> What the task asks:
Each line from the first down to the one containing "box: [147, 371, 583, 1022]" should be returned exactly as it appears below.

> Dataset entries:
........
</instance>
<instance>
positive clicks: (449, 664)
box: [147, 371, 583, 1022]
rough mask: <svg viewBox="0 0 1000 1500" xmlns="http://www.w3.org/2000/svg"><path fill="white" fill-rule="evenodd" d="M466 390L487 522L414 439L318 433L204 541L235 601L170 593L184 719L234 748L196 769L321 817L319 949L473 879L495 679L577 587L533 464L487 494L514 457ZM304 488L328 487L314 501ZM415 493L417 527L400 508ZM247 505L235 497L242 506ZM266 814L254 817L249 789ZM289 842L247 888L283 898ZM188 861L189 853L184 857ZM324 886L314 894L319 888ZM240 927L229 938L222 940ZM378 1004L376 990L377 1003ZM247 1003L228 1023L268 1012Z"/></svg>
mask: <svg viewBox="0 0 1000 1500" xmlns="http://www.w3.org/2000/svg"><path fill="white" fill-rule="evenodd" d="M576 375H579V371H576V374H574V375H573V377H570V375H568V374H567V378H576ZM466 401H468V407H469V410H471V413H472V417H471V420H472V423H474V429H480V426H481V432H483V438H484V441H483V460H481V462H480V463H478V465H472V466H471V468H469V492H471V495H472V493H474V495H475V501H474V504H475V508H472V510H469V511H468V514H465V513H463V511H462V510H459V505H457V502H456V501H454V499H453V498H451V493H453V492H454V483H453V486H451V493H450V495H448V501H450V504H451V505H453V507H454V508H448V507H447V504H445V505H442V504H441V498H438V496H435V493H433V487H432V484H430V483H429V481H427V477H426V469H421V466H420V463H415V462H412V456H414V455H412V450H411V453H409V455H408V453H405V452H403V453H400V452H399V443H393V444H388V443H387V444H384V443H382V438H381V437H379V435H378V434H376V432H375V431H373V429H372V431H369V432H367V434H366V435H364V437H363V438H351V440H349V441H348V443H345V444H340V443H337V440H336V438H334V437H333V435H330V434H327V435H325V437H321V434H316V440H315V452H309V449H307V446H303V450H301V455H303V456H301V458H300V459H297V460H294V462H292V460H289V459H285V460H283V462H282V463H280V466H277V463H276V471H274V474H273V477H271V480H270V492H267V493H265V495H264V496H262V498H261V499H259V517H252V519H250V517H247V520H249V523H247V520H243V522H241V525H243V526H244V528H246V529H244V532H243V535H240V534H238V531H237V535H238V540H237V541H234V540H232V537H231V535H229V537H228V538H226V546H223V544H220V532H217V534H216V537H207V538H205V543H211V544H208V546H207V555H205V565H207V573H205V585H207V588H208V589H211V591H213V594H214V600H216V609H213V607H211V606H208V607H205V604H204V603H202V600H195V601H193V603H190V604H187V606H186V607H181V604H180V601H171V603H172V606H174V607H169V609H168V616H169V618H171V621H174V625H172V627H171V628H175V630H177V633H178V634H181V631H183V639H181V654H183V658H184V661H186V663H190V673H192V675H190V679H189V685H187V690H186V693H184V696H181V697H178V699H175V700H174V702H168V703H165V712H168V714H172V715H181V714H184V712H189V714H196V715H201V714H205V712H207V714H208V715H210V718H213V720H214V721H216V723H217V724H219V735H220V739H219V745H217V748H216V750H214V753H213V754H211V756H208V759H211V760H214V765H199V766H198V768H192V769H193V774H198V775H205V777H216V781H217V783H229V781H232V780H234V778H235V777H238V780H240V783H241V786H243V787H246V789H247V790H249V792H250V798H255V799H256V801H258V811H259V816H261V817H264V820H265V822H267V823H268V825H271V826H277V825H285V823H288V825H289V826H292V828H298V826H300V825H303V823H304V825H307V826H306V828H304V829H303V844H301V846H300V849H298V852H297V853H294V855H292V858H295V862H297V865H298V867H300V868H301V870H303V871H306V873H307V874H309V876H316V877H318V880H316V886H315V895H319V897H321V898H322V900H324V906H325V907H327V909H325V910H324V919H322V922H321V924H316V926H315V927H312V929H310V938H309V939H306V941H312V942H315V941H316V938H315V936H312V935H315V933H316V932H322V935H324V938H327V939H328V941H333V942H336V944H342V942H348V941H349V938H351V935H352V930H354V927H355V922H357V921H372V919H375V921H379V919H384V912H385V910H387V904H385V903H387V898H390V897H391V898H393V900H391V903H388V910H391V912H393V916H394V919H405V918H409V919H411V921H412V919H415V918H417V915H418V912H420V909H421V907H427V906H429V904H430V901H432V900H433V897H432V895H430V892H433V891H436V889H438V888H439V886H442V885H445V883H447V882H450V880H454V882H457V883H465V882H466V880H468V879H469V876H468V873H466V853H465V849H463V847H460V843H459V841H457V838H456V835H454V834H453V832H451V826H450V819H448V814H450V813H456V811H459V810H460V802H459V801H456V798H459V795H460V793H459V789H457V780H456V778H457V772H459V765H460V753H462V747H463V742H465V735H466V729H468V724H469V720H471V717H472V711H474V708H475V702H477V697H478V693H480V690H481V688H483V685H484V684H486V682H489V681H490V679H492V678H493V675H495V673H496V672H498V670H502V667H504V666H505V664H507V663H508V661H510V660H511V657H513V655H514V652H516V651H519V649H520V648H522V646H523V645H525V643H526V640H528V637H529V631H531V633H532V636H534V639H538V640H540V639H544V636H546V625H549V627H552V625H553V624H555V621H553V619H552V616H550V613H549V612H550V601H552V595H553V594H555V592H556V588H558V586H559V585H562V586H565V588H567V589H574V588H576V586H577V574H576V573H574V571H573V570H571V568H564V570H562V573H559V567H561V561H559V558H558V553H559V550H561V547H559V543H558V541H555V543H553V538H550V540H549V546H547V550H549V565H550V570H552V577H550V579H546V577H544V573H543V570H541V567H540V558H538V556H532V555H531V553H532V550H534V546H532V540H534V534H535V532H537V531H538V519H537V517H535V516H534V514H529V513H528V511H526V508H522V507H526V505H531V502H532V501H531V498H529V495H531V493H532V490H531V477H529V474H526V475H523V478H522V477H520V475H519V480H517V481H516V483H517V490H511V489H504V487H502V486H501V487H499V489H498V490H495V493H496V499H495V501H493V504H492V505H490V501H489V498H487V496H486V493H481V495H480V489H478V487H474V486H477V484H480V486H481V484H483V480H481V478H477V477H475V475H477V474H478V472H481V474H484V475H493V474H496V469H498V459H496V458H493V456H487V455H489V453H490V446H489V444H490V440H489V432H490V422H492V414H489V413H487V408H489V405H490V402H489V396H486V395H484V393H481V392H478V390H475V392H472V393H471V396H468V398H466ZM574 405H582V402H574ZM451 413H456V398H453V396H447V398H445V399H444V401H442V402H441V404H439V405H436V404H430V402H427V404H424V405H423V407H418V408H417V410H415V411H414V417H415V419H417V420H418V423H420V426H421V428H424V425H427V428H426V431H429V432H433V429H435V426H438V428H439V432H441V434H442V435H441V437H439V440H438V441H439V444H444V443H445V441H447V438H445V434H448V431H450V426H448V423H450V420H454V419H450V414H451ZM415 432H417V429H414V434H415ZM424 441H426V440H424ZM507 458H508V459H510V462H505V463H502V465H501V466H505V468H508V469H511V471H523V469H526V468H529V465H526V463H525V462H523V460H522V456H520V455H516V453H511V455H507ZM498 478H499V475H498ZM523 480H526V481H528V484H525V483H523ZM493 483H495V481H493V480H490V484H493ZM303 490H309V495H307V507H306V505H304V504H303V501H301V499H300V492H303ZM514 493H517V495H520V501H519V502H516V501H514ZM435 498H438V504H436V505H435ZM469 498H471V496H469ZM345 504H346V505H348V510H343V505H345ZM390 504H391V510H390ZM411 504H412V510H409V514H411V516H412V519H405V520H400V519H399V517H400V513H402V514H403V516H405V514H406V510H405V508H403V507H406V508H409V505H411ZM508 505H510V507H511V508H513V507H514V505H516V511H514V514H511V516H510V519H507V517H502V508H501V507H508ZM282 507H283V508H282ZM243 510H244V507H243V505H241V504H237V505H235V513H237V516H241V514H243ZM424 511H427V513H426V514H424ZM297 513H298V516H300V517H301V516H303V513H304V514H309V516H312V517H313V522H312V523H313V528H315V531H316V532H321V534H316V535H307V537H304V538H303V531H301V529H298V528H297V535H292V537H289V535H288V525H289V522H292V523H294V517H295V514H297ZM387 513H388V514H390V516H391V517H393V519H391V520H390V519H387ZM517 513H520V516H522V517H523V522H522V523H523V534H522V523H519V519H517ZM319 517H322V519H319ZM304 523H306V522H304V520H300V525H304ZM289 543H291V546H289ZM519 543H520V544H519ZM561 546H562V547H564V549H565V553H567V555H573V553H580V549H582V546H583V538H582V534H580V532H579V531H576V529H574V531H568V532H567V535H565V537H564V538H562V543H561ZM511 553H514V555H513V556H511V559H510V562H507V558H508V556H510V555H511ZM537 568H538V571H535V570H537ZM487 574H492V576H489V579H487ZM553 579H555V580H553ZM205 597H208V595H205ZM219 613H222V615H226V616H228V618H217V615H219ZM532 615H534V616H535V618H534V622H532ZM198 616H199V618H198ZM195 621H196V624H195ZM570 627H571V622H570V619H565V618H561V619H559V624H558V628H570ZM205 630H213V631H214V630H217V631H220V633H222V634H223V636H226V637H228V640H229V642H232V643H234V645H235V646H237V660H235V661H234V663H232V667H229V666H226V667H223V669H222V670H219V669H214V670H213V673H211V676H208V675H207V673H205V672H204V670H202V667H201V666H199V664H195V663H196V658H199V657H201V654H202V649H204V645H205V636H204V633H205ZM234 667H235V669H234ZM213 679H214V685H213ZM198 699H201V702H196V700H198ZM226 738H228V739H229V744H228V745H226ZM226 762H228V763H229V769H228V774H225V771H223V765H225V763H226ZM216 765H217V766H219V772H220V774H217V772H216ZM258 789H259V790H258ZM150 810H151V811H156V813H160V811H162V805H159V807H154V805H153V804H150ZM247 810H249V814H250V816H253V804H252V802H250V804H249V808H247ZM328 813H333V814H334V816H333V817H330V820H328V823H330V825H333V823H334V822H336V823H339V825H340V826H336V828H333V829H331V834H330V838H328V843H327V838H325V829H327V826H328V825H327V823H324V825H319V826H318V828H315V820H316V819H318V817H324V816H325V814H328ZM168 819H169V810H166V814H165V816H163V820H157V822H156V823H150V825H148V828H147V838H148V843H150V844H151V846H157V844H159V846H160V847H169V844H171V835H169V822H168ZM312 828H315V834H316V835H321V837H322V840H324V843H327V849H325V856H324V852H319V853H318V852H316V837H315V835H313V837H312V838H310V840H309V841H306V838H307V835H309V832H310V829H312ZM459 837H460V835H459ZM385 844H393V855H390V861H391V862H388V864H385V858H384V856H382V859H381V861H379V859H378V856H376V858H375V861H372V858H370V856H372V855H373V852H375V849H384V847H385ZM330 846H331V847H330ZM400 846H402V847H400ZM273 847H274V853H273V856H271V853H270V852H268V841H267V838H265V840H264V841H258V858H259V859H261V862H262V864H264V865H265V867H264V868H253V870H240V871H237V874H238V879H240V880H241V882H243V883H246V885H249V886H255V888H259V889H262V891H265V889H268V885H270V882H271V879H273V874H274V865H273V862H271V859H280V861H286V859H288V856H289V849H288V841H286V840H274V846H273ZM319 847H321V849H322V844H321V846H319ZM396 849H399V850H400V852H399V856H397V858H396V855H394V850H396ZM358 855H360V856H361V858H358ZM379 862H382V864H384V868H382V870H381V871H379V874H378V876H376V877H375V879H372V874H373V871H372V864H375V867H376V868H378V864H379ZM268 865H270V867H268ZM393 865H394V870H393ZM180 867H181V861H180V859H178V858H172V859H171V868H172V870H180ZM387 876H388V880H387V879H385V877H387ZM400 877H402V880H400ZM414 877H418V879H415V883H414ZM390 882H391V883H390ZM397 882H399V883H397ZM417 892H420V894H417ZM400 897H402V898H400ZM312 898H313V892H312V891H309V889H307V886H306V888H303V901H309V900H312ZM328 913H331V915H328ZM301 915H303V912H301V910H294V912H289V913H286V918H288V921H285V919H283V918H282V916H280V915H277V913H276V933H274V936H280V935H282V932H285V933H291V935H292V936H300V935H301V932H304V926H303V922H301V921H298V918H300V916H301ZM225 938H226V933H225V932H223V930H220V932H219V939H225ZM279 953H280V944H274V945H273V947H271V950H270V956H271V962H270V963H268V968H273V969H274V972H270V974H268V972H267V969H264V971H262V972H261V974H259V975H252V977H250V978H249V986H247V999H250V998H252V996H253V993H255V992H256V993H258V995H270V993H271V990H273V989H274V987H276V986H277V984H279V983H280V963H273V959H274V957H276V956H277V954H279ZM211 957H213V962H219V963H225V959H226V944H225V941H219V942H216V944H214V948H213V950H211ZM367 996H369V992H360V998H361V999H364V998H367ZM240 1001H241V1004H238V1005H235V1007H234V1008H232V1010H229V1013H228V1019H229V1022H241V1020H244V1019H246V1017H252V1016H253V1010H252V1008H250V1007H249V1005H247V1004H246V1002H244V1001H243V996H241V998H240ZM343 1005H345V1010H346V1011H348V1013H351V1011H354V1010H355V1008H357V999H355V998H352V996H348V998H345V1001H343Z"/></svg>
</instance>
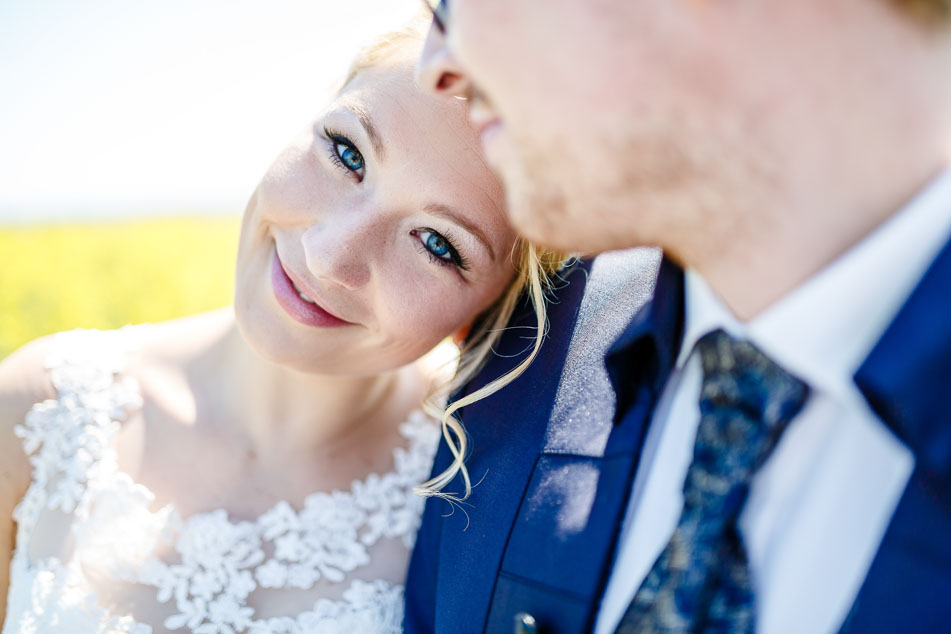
........
> The completed task:
</instance>
<instance>
positive clicks: (449, 664)
box: [147, 371, 583, 1022]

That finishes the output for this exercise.